Copy every line of the material below word for word, changing nothing.
|---|
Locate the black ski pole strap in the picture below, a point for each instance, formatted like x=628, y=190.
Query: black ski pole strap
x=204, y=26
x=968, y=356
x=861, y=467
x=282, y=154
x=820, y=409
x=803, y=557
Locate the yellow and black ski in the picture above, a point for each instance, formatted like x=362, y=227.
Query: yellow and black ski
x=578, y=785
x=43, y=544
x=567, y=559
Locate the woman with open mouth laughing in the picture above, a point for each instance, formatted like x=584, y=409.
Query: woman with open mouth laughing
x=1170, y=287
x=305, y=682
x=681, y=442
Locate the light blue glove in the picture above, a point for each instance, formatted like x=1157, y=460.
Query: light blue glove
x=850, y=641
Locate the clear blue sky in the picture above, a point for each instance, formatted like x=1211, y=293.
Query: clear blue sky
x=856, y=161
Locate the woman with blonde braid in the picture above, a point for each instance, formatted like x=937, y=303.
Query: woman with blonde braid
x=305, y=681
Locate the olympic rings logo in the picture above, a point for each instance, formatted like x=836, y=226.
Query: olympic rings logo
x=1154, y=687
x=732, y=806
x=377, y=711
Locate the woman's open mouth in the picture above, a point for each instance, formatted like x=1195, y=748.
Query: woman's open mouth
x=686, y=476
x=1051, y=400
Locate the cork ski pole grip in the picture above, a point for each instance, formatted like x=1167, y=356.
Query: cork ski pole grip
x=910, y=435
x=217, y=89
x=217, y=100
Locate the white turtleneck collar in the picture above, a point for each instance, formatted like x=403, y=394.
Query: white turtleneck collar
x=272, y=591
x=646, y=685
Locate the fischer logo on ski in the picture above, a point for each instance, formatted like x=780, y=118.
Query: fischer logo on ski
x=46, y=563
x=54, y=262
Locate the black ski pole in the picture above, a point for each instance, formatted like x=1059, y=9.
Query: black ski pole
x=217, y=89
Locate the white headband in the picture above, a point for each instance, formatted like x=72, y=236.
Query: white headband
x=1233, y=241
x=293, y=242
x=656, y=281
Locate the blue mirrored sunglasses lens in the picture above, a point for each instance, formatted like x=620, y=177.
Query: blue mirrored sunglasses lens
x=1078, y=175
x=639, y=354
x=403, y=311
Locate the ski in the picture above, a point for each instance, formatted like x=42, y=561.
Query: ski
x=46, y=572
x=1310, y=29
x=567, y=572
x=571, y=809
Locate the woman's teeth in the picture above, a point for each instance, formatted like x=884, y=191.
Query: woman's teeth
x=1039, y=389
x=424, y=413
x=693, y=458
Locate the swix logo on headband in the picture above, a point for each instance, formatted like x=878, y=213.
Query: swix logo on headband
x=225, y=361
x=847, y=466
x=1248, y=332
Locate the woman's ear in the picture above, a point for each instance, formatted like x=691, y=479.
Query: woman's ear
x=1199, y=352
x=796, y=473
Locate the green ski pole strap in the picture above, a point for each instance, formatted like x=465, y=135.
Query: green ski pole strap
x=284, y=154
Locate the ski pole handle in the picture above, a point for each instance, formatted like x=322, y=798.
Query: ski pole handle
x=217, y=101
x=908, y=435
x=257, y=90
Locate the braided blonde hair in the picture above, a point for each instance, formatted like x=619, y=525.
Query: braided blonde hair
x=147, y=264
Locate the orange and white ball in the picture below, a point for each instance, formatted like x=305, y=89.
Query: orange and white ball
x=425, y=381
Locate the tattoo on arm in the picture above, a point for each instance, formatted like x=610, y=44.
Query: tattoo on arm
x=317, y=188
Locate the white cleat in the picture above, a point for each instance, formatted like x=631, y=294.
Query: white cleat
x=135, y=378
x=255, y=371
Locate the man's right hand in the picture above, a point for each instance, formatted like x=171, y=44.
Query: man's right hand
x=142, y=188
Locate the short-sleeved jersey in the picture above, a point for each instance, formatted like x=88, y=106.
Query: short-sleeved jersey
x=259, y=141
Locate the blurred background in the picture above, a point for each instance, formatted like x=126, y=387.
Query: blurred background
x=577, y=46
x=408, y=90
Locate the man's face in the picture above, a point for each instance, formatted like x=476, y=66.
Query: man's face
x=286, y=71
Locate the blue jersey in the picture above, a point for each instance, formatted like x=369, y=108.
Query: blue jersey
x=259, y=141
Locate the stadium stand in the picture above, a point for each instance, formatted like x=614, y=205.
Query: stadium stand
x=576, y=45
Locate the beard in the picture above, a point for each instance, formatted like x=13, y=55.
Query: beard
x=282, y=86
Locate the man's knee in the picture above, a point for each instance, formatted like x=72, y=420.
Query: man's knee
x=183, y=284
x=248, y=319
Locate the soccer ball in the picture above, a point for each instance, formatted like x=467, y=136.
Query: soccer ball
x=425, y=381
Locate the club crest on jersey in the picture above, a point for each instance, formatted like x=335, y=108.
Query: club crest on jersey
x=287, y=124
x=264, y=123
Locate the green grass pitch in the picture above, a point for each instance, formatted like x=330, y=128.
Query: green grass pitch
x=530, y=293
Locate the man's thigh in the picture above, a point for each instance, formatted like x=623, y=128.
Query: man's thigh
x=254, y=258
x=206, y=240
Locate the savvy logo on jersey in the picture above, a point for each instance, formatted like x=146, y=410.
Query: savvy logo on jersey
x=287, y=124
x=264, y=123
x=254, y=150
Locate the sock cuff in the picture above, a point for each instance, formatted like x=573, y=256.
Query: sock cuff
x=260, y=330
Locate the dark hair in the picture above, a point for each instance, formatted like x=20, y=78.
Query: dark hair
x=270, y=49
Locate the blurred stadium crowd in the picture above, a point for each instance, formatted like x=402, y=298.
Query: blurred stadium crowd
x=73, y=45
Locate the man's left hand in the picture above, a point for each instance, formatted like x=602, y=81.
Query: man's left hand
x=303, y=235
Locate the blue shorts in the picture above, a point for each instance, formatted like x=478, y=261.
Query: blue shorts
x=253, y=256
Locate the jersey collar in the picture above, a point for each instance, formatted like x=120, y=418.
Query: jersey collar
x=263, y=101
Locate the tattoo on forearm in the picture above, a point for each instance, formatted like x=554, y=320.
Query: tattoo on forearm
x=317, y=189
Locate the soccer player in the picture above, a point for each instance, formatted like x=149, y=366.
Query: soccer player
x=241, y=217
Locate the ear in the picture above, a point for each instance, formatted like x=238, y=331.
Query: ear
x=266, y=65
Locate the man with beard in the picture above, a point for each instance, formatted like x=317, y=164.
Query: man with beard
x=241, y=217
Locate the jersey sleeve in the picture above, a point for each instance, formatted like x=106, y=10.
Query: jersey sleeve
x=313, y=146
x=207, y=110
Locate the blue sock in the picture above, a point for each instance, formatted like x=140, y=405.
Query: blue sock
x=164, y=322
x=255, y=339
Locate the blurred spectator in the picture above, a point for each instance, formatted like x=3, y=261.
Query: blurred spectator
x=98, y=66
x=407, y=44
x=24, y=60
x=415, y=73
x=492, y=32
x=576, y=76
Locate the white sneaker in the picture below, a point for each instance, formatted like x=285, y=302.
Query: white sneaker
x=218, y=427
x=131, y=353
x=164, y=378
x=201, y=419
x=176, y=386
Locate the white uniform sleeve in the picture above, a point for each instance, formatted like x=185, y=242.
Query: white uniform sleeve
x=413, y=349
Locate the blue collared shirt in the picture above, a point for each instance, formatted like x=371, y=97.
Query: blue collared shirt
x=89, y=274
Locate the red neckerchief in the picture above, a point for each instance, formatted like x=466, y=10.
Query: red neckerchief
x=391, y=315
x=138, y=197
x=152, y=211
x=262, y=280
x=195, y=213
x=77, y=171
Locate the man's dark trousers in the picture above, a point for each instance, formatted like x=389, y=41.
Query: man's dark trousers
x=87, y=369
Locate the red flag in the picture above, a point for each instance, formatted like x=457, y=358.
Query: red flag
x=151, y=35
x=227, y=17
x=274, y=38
|---|
# [Answer for the task]
Locate the black ski pole strap in the picture below, a point for each instance, formatted like x=628, y=190.
Query: black ski pole strap
x=204, y=26
x=968, y=356
x=861, y=467
x=282, y=154
x=820, y=409
x=803, y=557
Locate the yellow and black ski in the picture above, a point for each instance, formatted like x=362, y=227.
Query: yellow and black ski
x=578, y=785
x=43, y=544
x=567, y=559
Locate the woman with open mouth laughing in the picture above, a point for each instance, formatted like x=584, y=409.
Query: woman with open mouth laughing
x=1170, y=287
x=305, y=682
x=681, y=442
Locate the light blue glove in the picture above, a point for each instance, formatted like x=1157, y=460.
Query: light blue glove
x=850, y=641
Locate the clear blue sky in the picture above, a point for each instance, formatted like x=1211, y=293.
Query: clear blue sky
x=856, y=161
Locate the woman with blonde braid in the picture above, a point for each instance, formatted like x=937, y=303.
Query: woman with blonde braid
x=305, y=681
Locate the olympic rings logo in the picture above, a point for each instance, formatted like x=836, y=226.
Query: olympic rings logo
x=1154, y=687
x=732, y=806
x=377, y=711
Locate the woman's open mouth in the picture above, a point for each instance, formatted like x=1195, y=748.
Query: woman's open mouth
x=686, y=476
x=1051, y=400
Locate the cork ski pole grip in the picture above, a point for each instance, formatted like x=1167, y=356.
Query: cork ski pole grip
x=910, y=435
x=217, y=89
x=217, y=100
Locate the white turtleneck collar in the picture above, a point for each instance, formatted like x=403, y=394.
Query: white turtleneck collar
x=272, y=591
x=646, y=685
Locate the fischer logo on ski in the picture above, a point for each instance, formatted like x=780, y=118.
Query: fischer logo on ski
x=46, y=563
x=54, y=262
Locate the black ski pole in the picture above, a point for each instance, formatted like x=1059, y=9.
Query: black ski pole
x=217, y=89
Locate the white headband in the picture above, a point for each instance, formatted like x=72, y=236.
Query: white headband
x=1233, y=241
x=293, y=242
x=656, y=281
Locate the blue mirrored sunglasses lens in the picture above, a point for each instance, formatted like x=620, y=177.
Query: blue mirrored sunglasses lens
x=1078, y=175
x=639, y=354
x=403, y=311
Locate the ski in the picture above, a point for each instance, formatted like x=42, y=561.
Query: ski
x=46, y=572
x=1310, y=29
x=567, y=572
x=571, y=809
Locate the woman's teeth in the picture above, a point for each instance, formatted like x=884, y=191.
Query: woman's teeth
x=1039, y=389
x=424, y=413
x=693, y=458
Locate the swix logo on headband in the picture above, a point for each instance, formatted like x=878, y=213.
Query: swix logo on headband
x=225, y=361
x=847, y=466
x=1248, y=332
Locate the woman's ear in the picture above, a point for each instance, formatted like x=691, y=479.
Query: woman's ear
x=1199, y=352
x=796, y=473
Locate the green ski pole strap in the picture above, a point for each instance, formatted like x=465, y=135.
Query: green ski pole strap
x=284, y=154
Locate the ski pole handle in the picture above, a point for each instance, formatted like x=322, y=798.
Query: ski pole handle
x=217, y=101
x=908, y=435
x=257, y=90
Locate the braided blonde hair in the picture above, a point for each instance, formatted like x=619, y=525.
Query: braided blonde hair
x=147, y=264
Locate the orange and white ball in the picture below, a point for each instance, formatted like x=305, y=89.
Query: orange and white ball
x=425, y=381
Locate the tattoo on arm in the picture above, a point for each instance, formatted like x=610, y=44.
Query: tattoo on arm
x=317, y=188
Locate the white cleat in the picture above, a point for each instance, formatted like x=631, y=294.
Query: white cleat
x=135, y=378
x=255, y=371
Locate the man's right hand in the picture above, a point for each instance, formatted like x=171, y=44.
Query: man's right hand
x=142, y=188
Locate the short-sleeved jersey in the picture above, a point for each instance, formatted like x=88, y=106.
Query: short-sleeved jersey
x=259, y=141
Locate the blurred background in the picture above, a point for each instance, formatted like x=126, y=387.
Query: blurred background
x=577, y=46
x=408, y=90
Locate the man's face in the picture above, a point for each instance, formatted like x=476, y=66.
Query: man's face
x=286, y=71
Locate the blue jersey in the picture above, a point for each instance, formatted like x=369, y=108.
Query: blue jersey
x=259, y=141
Locate the stadium stand in the picture above, a point for each instance, formatted like x=614, y=205.
Query: stadium stand
x=576, y=45
Locate the beard in the picture above, a point for each instance, formatted like x=13, y=55.
Query: beard
x=282, y=86
Locate the man's knee in the picture above, a point for each instance, formatted like x=72, y=420.
Query: man's knee
x=183, y=284
x=248, y=319
Locate the soccer ball in the picture above, a point for each instance, formatted like x=467, y=136.
Query: soccer ball
x=425, y=381
Locate the club crest on jersey in the picture above, a point for each instance, formatted like x=335, y=108.
Query: club crest on jersey
x=287, y=124
x=264, y=123
Locate the green grass pitch in the picture above, a point for each instance, formatted like x=330, y=128.
Query: green grass pitch
x=530, y=293
Locate the man's thigh in the picture above, a point for each instance, formatted like x=623, y=128.
Query: man's thigh
x=254, y=258
x=206, y=240
Locate the savvy logo on jersey in the picture above, a point for each instance, formatted like x=146, y=410.
Query: savvy logo on jersey
x=287, y=124
x=264, y=123
x=254, y=150
Locate the sock cuff in the picture above, a point for each instance, formatted like x=573, y=256.
Query: sock cuff
x=260, y=330
Locate the dark hair in the picture above, a point for each instance, formatted like x=20, y=78.
Query: dark hair
x=270, y=49
Locate the blurred stadium crowd in the picture above, a point for each instance, formatted like x=402, y=298.
Query: blurred stadium crowd
x=73, y=45
Locate the man's left hand in the picture above, a point for each instance, formatted like x=602, y=81.
Query: man's left hand
x=303, y=235
Locate the blue shorts in the picture above, a point for each instance, formatted like x=478, y=261.
Query: blue shorts
x=253, y=256
Locate the jersey collar in the picture above, a point for each instance, formatted like x=120, y=418.
Query: jersey collar
x=263, y=101
Locate the tattoo on forearm in the picture above, a point for each instance, formatted like x=554, y=320.
Query: tattoo on forearm
x=317, y=189
Locate the soccer player in the picture above, a point for each instance, formatted like x=149, y=366.
Query: soccer player
x=241, y=217
Locate the ear in the picture above, a point for each instance, formatted like x=238, y=331.
Query: ear
x=266, y=65
Locate the man with beard in the picture above, a point for each instance, formatted like x=317, y=164.
Query: man with beard
x=241, y=217
Locate the jersey sleeve in the picture above, a point for each instance, formatted like x=106, y=10.
Query: jersey sleeve
x=313, y=146
x=207, y=110
Locate the blue sock in the picture above, a point for each instance, formatted like x=140, y=405.
Query: blue sock
x=164, y=322
x=255, y=339
Locate the blurred spectator in the picture above, a point for each instance, formatted like x=3, y=261.
Query: blurred spectator
x=98, y=66
x=407, y=44
x=24, y=60
x=415, y=73
x=492, y=32
x=576, y=76
Locate the white sneaker in the picture below, a point for each instance, formatted like x=285, y=302.
Query: white sneaker
x=218, y=427
x=131, y=353
x=164, y=378
x=201, y=419
x=176, y=386
Locate the white uniform sleeve in the picture above, a point for each instance, formatted like x=185, y=242.
Query: white uniform sleeve
x=413, y=349
Locate the blue collared shirt in the picture above, a point for each instance, formatted like x=371, y=97.
Query: blue collared shirt
x=89, y=274
Locate the red neckerchief in the picture above, a point for each instance, formatted like x=466, y=10.
Query: red neckerchief
x=391, y=315
x=138, y=197
x=152, y=211
x=262, y=280
x=195, y=213
x=77, y=171
Locate the man's dark trousers in the picture above, a point for each instance, formatted like x=389, y=41.
Query: man's dark trousers
x=87, y=369
Locate the red flag in the picture above, a point for each instance, formatted like x=457, y=358.
Query: red flag
x=151, y=35
x=227, y=17
x=274, y=38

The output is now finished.